:: WORK REQUIRED ::
Put every line of all the rows below into a numbered list, leaving out any blank lines.

+ + + + + + +

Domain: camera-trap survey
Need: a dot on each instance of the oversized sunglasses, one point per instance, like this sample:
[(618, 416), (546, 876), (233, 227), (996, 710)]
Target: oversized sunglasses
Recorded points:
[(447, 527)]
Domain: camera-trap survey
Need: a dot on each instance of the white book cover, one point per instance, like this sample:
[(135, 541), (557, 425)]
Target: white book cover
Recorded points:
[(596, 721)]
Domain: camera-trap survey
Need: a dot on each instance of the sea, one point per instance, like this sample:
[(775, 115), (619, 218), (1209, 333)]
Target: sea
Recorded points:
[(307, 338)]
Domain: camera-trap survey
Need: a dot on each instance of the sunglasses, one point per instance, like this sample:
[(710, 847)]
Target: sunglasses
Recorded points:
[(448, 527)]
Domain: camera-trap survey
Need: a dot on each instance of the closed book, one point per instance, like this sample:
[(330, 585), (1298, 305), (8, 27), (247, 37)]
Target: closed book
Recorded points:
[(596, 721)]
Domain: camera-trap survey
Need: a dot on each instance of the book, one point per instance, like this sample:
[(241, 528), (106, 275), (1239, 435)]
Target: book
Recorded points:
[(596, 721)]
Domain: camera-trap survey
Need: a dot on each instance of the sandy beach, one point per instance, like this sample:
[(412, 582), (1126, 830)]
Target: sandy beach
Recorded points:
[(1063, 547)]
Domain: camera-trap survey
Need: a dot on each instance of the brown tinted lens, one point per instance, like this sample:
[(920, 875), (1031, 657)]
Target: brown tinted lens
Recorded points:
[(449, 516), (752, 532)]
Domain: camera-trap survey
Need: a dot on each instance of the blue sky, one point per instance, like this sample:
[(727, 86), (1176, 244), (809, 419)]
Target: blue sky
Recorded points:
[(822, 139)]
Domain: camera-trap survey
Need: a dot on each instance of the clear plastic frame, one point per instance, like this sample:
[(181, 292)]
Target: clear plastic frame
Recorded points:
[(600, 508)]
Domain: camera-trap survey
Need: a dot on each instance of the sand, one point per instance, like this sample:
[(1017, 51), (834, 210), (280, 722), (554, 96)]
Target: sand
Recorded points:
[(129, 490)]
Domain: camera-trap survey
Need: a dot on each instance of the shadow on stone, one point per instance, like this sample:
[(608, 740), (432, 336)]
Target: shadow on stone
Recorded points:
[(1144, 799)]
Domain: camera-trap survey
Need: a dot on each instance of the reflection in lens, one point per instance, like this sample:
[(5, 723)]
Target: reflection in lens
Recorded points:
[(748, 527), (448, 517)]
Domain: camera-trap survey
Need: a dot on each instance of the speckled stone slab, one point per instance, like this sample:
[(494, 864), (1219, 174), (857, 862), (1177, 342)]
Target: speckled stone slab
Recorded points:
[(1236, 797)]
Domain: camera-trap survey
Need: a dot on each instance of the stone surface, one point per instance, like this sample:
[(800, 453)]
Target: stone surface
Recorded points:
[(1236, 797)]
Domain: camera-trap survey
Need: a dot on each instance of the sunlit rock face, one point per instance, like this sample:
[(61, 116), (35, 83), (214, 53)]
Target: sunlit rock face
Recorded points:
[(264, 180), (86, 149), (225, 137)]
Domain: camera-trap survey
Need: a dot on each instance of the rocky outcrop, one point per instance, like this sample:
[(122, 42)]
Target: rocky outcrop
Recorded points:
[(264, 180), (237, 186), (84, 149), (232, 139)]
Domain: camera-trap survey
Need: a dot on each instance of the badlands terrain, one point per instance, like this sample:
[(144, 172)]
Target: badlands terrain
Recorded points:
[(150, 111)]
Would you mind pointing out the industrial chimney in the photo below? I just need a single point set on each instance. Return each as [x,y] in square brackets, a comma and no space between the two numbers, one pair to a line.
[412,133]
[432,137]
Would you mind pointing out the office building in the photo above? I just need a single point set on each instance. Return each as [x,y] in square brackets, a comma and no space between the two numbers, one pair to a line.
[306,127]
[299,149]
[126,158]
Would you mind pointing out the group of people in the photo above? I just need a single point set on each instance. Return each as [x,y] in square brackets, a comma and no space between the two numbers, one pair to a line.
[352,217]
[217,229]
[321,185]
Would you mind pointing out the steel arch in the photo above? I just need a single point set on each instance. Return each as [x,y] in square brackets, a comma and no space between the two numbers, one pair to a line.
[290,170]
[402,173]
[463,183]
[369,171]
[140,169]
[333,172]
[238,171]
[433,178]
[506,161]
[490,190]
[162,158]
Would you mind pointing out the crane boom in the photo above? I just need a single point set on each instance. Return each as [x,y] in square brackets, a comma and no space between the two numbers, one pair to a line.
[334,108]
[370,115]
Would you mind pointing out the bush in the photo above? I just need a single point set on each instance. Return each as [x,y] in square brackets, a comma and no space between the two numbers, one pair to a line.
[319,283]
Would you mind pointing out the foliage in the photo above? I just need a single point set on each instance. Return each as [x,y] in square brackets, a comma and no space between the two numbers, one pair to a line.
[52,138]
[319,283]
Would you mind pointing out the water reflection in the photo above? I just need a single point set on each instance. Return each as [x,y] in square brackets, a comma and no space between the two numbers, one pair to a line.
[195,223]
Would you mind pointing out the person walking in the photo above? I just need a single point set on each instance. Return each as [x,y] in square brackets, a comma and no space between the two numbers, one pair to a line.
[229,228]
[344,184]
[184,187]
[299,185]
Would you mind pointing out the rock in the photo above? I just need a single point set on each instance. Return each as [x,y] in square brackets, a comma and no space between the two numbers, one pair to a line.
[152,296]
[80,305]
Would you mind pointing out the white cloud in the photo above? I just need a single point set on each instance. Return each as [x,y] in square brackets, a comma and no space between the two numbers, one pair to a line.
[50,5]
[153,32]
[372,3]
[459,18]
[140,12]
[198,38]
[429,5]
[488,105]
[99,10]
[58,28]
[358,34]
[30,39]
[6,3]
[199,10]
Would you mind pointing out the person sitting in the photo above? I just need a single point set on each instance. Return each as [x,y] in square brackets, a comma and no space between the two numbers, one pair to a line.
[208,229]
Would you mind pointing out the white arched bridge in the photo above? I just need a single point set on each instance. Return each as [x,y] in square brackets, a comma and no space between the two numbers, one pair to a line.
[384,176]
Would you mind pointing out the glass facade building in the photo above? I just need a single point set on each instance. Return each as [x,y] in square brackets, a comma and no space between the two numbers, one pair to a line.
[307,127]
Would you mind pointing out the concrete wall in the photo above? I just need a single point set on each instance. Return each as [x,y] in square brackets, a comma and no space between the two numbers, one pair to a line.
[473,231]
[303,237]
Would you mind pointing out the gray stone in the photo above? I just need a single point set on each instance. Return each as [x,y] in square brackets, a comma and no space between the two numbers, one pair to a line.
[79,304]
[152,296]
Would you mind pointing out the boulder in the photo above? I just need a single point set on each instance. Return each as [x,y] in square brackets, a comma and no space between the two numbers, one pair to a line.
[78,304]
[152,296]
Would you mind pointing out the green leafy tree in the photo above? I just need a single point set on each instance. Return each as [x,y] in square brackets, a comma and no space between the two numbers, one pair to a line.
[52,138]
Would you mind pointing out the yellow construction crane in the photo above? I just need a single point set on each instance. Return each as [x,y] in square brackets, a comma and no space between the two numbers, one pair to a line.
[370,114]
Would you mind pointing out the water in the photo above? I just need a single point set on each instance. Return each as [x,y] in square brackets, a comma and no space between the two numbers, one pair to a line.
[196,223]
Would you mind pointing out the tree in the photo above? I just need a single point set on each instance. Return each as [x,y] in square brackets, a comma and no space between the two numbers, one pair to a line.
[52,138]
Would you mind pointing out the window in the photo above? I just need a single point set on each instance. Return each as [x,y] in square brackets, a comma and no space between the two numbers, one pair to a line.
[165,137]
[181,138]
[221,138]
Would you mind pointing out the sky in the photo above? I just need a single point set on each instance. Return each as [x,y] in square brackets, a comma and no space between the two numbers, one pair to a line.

+ + + + + + +

:: RESPONSE TO THIS EXERCISE ::
1. Domain: camera-trap survey
2. Need: a dot on each instance of the oversized sunglasses, one point per instance, like this sample:
3. [(618, 416), (546, 876), (233, 227), (996, 710)]
4. Target: oversized sunglasses
5. Recorded points:
6. [(447, 527)]
7. Domain: camera-trap survey
8. Need: a dot on each instance of the white book cover, one point per instance, like this sample:
9. [(135, 541), (557, 425)]
10. Target: white book cover
11. Recorded points:
12. [(596, 721)]
13. Domain: camera-trap survey
14. Need: a dot on each instance of the sea, one point per instance, like this sample:
15. [(775, 115), (619, 218), (1209, 333)]
16. Target: sea
17. Recorded points:
18. [(307, 338)]
19. Domain: camera-trap survey
20. Need: a dot on each instance of the sunglasses, one point per instance, like this sample:
21. [(710, 847)]
22. Target: sunglasses
23. Recorded points:
24. [(448, 527)]
25. Domain: camera-trap survey
26. Need: a dot on each instance of the closed book, one point per instance, like this sample:
27. [(330, 585), (1298, 305), (8, 27), (247, 37)]
28. Target: closed book
29. Recorded points:
30. [(596, 721)]
31. Domain: camera-trap survey
32. Need: a dot on each instance of the book, one point per instance, like this sample:
33. [(241, 528), (106, 275), (1239, 435)]
34. Target: book
35. Recorded points:
36. [(596, 721)]
37. Domain: camera-trap survey
38. Need: a dot on each instance of the sandy beach, one point per instance, like this sample:
39. [(412, 582), (1126, 830)]
40. Target: sandy beach
41. Recorded points:
42. [(1063, 547)]
43. Domain: camera-trap survey
44. Need: a dot on each instance of the brown tinted lens, one point per instance, like this sample:
45. [(920, 875), (1031, 657)]
46. Target: brown tinted lens
47. Recorded points:
48. [(449, 516), (752, 532)]
49. Domain: camera-trap survey
50. Need: a dot on each instance of the blue sky, one point per instance, like this sample:
51. [(727, 86), (1176, 244), (809, 419)]
52. Target: blue sky
53. Recorded points:
54. [(822, 139)]
55. Domain: camera-trap survey
56. Need: a dot on each instance of the clear plastic frame, one point per instance, like this sample:
57. [(181, 292)]
58. Target: clear plastic frame
59. Recorded points:
60. [(600, 508)]
61. Domain: camera-trap survey
62. Need: a dot on each instance of the sand, one point per instance, like this sample:
63. [(1017, 51), (834, 210), (280, 722), (554, 96)]
64. Target: sand
65. Recorded points:
66. [(129, 490)]
67. Domain: camera-trap survey
68. Need: a dot on each instance of the shadow on stone, one point per instance, like this sample:
69. [(608, 740), (432, 336)]
70. Target: shadow on stone
71. Recorded points:
72. [(1144, 799)]
73. Domain: camera-trap survey
74. Need: a dot on each instance of the reflection in lens, one point per instance, like this sample:
75. [(5, 723)]
76. Target: reflection in lens
77. Recorded points:
78. [(748, 527), (448, 517)]
79. Domain: camera-trap survey
80. Need: a dot on each instance of the speckled stone slab, one point per instance, like this sample:
81. [(494, 864), (1219, 174), (857, 862), (1177, 342)]
82. Target: speckled stone slab
83. Recorded points:
84. [(1236, 797)]
85. Domain: camera-trap survey
86. Need: a dot on each instance of the stone surface, one point per instance, like this sample:
87. [(800, 453)]
88. Target: stone surface
89. Recorded points:
90. [(1236, 797)]
91. Domain: camera-trap survey
92. Need: a dot on each instance of the sunlit rock face, one point per instance, like this sample:
93. [(61, 116), (35, 83), (214, 53)]
94. Target: sunlit rock face
95. Recorded points:
96. [(264, 180), (86, 149), (225, 137)]
97. Domain: camera-trap survey
98. Need: a dot on each instance of the rocky outcrop, one point per instance, like this sample:
99. [(122, 42)]
100. Target: rocky outcrop
101. Recorded points:
102. [(264, 180), (237, 186), (84, 149), (232, 139)]
103. Domain: camera-trap survey
104. Need: a dot on each instance of the badlands terrain, one point per instance, like this sample:
105. [(144, 172)]
106. Target: badlands terrain
107. Recorded points:
108. [(150, 111)]
109. Would you mind pointing out the industrial chimney in the photo below? I just need a single point set on each instance. Return each as [x,y] in square brackets, a comma and no space between the two numbers, one pair to a line.
110. [412,133]
111. [432,137]
112. Would you mind pointing out the office building in the photo above? I just need a single point set on each instance. Return each as [x,y] in square brackets, a comma and no space between the two numbers, one pair to a line.
113. [306,127]
114. [299,149]
115. [126,158]
116. Would you mind pointing out the group of people in the photo above? I just need a single point set on each instance. Return each as [x,y] in square brackets, a comma and no space between the two numbers, one pair to a line.
117. [352,217]
118. [217,229]
119. [321,185]
120. Would you mind pointing out the steel arch in the photo above? I just need a single point set on each instance. Return each as [x,y] in square brackets, a comma and no space between the two numbers, one pair to a line.
121. [290,170]
122. [402,173]
123. [463,183]
124. [369,171]
125. [140,169]
126. [333,172]
127. [238,171]
128. [433,178]
129. [506,161]
130. [490,190]
131. [162,158]
132. Would you mind pointing out the crane boom in the photo above? I just need a single point set on each instance. Return each as [x,y] in square brackets, a comma and no space between the two numbers, one pair to a line.
133. [334,108]
134. [370,115]
135. Would you mind pointing out the bush in the photo above? I just need a single point set on each instance. Return each as [x,y] in square brackets, a comma and no space between the two numbers, one pair to a line.
136. [319,283]
137. Would you mind pointing out the foliage in the photo above? I just need a single point set on each instance. Return each as [x,y] in square brackets, a comma and no space between the two numbers, one pair to a line.
138. [52,138]
139. [319,283]
140. Would you mind pointing out the water reflection in the photo above? I just need a single point set on each instance. Return each as [x,y] in square brackets, a comma and no space between the two numbers, one pair to a line.
141. [195,223]
142. Would you mind pointing out the person walking in the photo above? I just need a single point set on each instance. Return each as [x,y] in square brackets, a comma and no space between the two numbers, one pair to a line.
143. [229,228]
144. [344,184]
145. [184,187]
146. [299,185]
147. Would you mind pointing out the rock in the photo above? I just need a single point set on each instance. Return each as [x,y] in square brackets, a comma and no space between the two numbers, one pair to a line.
148. [152,296]
149. [80,305]
150. Would you mind pointing out the white cloud in the photo above? I just need a single point set on each instance. Return each as [x,y] in square brackets, a comma and no space between the two numbers, one pair to a line.
151. [50,5]
152. [153,32]
153. [372,3]
154. [459,18]
155. [140,12]
156. [198,38]
157. [429,5]
158. [488,105]
159. [99,10]
160. [58,28]
161. [358,34]
162. [30,39]
163. [6,3]
164. [199,10]
165. Would you mind pointing out the person sitting in the photo above? I just need a single point set on each instance. Return each as [x,y] in square brackets, a comma and no space between the two numbers, one pair to a line.
166. [208,229]
167. Would you mind pointing out the white arched bridge in the photo above? I just need a single point set on each instance. Return each as [x,y] in square brackets, a comma and no space between the two numbers, one pair to a line.
168. [384,176]
169. Would you mind pointing out the glass facade building in the photo above? I just need a single point set on each instance. Return each as [x,y] in square brackets, a comma and no space between the two numbers, one pair to a line.
170. [307,127]
171. Would you mind pointing out the concrete wall in the photo above? I just need a single point set on each instance. Return each as [x,y] in square brackets, a comma and no space between the two numbers, one pair to a line.
172. [473,231]
173. [303,237]
174. Would you mind pointing out the gray stone in the photo above? I just need a single point set on each instance. Return each as [x,y] in square brackets, a comma and no space between the two numbers, one pair to a line.
175. [79,304]
176. [152,296]
177. Would you mind pointing out the boulder in the photo above? I just need a single point set on each instance. Return each as [x,y] in square brackets, a comma and no space between the two numbers, one pair to a line.
178. [78,304]
179. [152,296]
180. Would you mind pointing out the green leafy tree in the photo above? I just need a single point set on each instance. Return each as [x,y] in square brackets, a comma and no space between the two numbers, one pair to a line.
181. [52,138]
182. Would you mind pointing out the yellow construction crane in the photo above? I just need a single point set on each instance. Return each as [x,y] in square brackets, a comma and no space between the two numbers, one pair to a line.
183. [370,114]
184. Would you mind pointing out the water in the photo above? I just need a single point set on each instance. Return each as [x,y] in square brackets, a comma and no space between the two numbers, one pair to a line.
185. [196,223]
186. Would you mind pointing out the tree in the photo above? I just need a single point set on each instance. Return each as [x,y] in square brackets, a comma and no space between the two numbers, one pair to a line.
187. [52,138]
188. Would you mind pointing out the window in the photo above? I just need a single point set on each instance. Return each as [x,y] in square brackets, a comma and no space between the two numbers, one pair to a line.
189. [165,137]
190. [181,138]
191. [221,138]
192. Would you mind pointing out the sky in the photo above? I just need a single point set on each instance. Return each as [x,y] in square brackets, a comma and no space between the two numbers, one pair to a line.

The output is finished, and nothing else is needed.